* **YOUR GOAL**: Copy each of the records below word for word, changing nothing.

═════ TASK DATA

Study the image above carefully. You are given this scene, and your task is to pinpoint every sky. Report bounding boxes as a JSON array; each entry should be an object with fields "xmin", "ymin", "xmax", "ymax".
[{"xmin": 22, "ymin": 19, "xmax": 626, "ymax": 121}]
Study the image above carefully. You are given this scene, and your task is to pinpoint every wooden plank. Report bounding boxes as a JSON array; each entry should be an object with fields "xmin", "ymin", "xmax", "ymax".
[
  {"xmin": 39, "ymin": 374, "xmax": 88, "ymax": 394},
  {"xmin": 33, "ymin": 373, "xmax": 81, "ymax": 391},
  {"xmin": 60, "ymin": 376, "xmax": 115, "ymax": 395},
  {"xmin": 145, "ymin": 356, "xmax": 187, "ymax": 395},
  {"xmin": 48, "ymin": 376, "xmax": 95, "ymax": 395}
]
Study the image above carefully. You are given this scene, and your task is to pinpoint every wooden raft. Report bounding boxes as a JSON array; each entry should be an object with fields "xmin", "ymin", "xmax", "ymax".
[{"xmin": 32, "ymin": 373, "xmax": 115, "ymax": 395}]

══════════

* **CORRECT ANSWER**:
Study the image above carefully. You are given this scene, and your task is to pinpoint every sky. Report bounding boxes as a JSON array; each entry should be an object with fields "xmin", "ymin", "xmax", "ymax".
[{"xmin": 22, "ymin": 19, "xmax": 626, "ymax": 121}]
Study the image above carefully. You are given this scene, and your task is to pinpoint every wooden plank. Report bounding boxes as a JSON array; each entry should be an object with fields "xmin", "ymin", "xmax", "ymax".
[
  {"xmin": 39, "ymin": 374, "xmax": 88, "ymax": 394},
  {"xmin": 33, "ymin": 373, "xmax": 81, "ymax": 391},
  {"xmin": 60, "ymin": 376, "xmax": 115, "ymax": 395},
  {"xmin": 145, "ymin": 356, "xmax": 187, "ymax": 395},
  {"xmin": 48, "ymin": 376, "xmax": 95, "ymax": 395}
]
Study the image above carefully. You are given this scene, and your task is to pinpoint every wooden raft. Report bounding boxes as a JSON array; each entry should be an object with fields "xmin", "ymin", "xmax", "ymax".
[{"xmin": 32, "ymin": 373, "xmax": 115, "ymax": 395}]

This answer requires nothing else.